EXTRAIT DU DOCUMENT:
§ §

L’auteur l’avait écrit et le répète : Zemmour est “Algérien” dans ce qu’il y a de pire en nous, pas dans ce qu’il y a de meilleur en nous, et le meilleur existe aussi. C’est que nous sommes, souvent, lui : nos solidarités sont souvent sélectives, nos penchants vers le proche selon la religion ou l’histoire ou la racine, nos territoires sont interdits aux altérités et aux pluralités, nous refoulons les migrants, nous refusons de porter la misère du monde, nous avons une vision de l’identité par la suprématie, nos pitiés sont élitistes, nous pensons d’abord à nous et pas aux Subsahariens ou autres, nous hurlons aux scandales des colonisations nouvelles ou des répressions internationales selon des choix et pas selon l’humanité, nous sommes souvent racistes et même entre nous, entre deux régions, deux villes, deux quartiers et même deux frères ou sœurs.

§ §

SEGMENT DE DONNÉES:
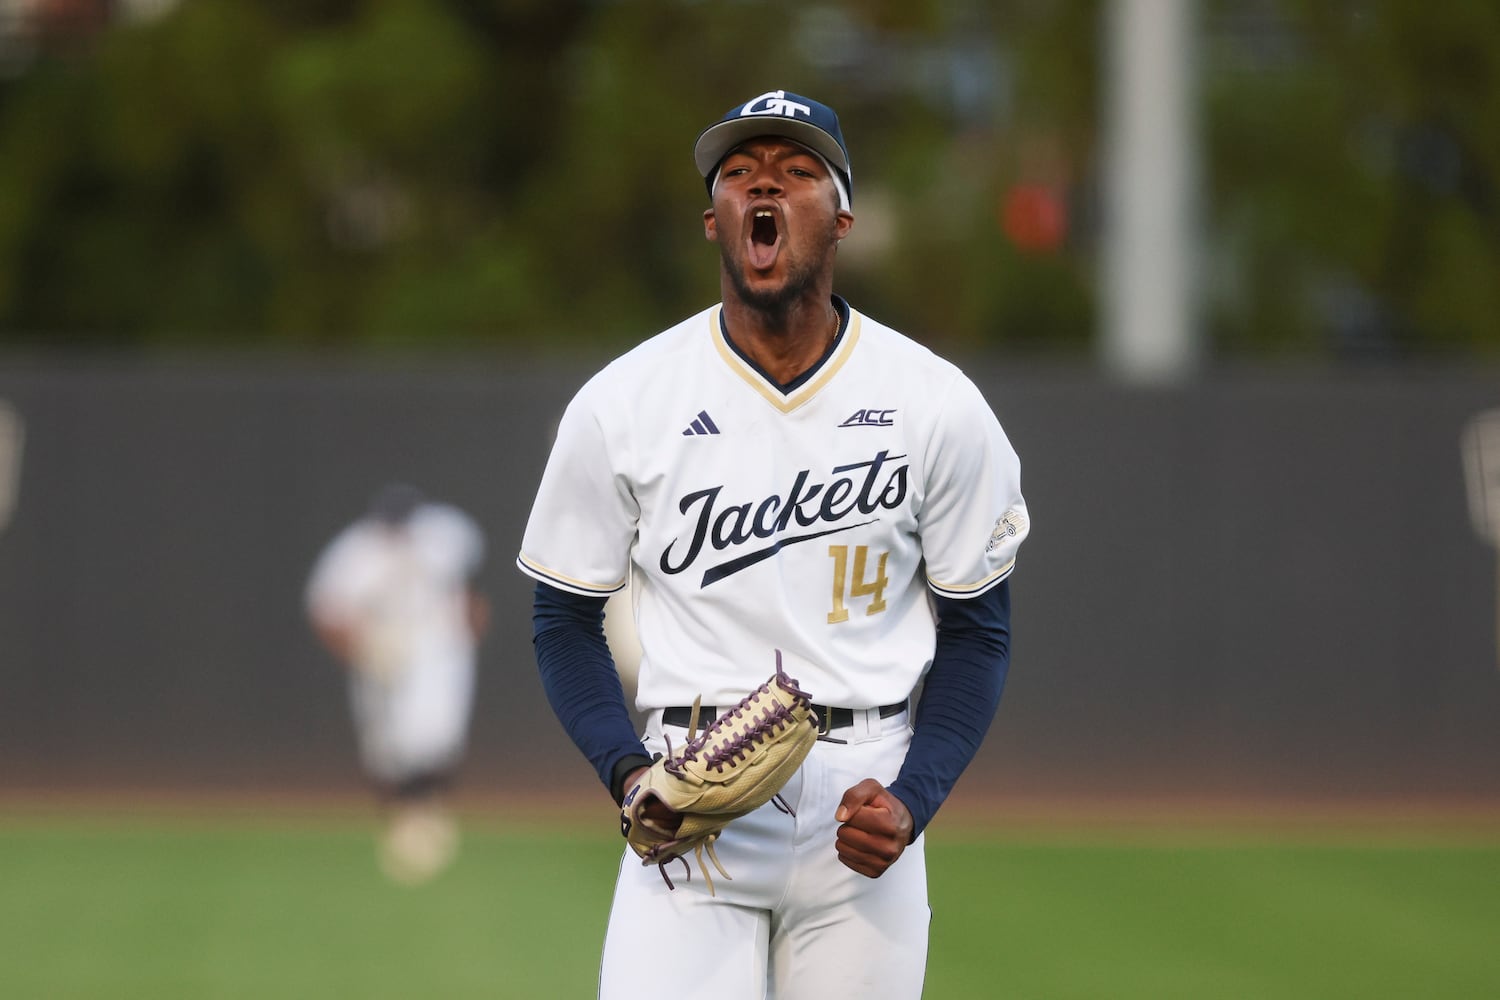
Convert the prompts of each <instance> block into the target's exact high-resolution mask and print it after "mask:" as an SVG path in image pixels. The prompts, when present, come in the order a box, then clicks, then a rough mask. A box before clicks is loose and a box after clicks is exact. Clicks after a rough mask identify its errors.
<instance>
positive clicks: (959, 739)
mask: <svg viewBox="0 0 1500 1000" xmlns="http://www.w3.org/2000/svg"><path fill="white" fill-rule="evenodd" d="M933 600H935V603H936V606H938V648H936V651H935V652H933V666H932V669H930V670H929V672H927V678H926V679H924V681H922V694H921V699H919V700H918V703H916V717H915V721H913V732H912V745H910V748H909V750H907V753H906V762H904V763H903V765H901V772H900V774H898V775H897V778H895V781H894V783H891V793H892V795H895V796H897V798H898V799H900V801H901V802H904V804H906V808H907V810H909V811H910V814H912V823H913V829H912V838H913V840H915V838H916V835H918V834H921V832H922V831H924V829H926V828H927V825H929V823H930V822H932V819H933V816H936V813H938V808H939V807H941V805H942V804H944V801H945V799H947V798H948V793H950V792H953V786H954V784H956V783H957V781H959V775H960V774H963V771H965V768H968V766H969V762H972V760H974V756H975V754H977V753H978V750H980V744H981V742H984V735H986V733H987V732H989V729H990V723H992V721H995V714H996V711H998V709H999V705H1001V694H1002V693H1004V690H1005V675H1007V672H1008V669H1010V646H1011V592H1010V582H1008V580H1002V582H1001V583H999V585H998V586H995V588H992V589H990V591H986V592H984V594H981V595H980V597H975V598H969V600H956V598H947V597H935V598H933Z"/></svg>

§ §

TRAVAIL DEMANDÉ:
a) Répondez aux questions suivantes sur l'extrait consacré à Zemmour.
(i) Dans quelle part de « nous » l'auteur dit-il que Zemmour est « Algérien » ?
(ii) Qui refoulons-nous, d'après le texte ?
(iii) Quels membres d'une même famille la fin du passage cite-t-elle parmi ceux entre lesquels le racisme peut s'exercer ?
b) Résumez en deux phrases l'extrait consacré à Zemmour.
c) Reprenez le texte consacré à Zemmour là où il s'arrête et prolongez-le de quelques phrases.

CORRIGÉ DE L'EXERCICE:
a)
(i) Dans ce qu'il y a de pire en nous, et non dans ce qu'il y a de meilleur.
(ii) Les migrants.
(iii) Deux frères ou sœurs.

b) L'auteur répète que Zemmour est « Algérien » dans ce qu'il y a de pire en nous, et non dans le meilleur, qui existe pourtant. Selon lui, nous sommes souvent comme lui : nos solidarités sont sélectives, nous refoulons les migrants, nous avons une vision suprémaciste de l'identité, nous choisissons nos indignations, et nous sommes souvent racistes, même entre régions, entre villes, entre quartiers ou entre frères et sœurs.

c)
Tout cela est une partie de nous, notre ombre majeure, nos défauts que nous voulons ignorer dans le déni ou avec cet affect du postcolonial qui ramène tout à la France ou à la colonisation. Et c’est cependant le chemin de la guérison et de la construction de l’intime et de l’universel, de la puissance confiante. Sans reconnaître nos pires défauts, nous serions encore à crier que c’est la faute des autres, et de l’Occident, et de la colonisation. 
Zemmour ? C’est ce qu’il faut vite guérir en nous avant de faire le procès des autres.